### TASK INPUTS
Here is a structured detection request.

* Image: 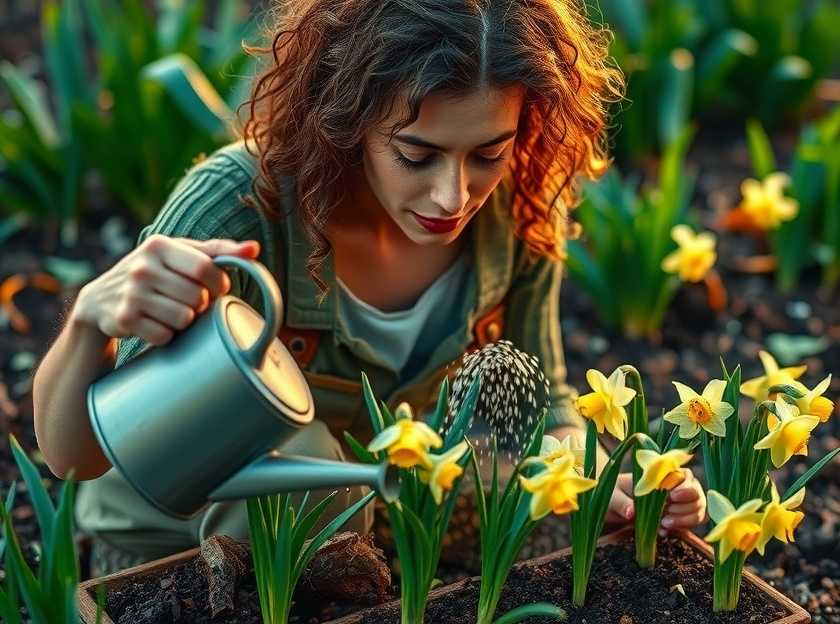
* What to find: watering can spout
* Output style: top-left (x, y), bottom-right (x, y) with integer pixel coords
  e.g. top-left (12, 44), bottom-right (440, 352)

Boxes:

### REQUIREMENT
Make an exact copy of the whole listing, but don't bring over any pictures.

### SOLUTION TO THE EXERCISE
Here is a structured detection request.

* Image: 
* What to find: watering can spout
* Output style: top-left (x, y), bottom-right (x, y) with integer pixel coords
  e.g. top-left (12, 44), bottom-right (440, 352)

Boxes:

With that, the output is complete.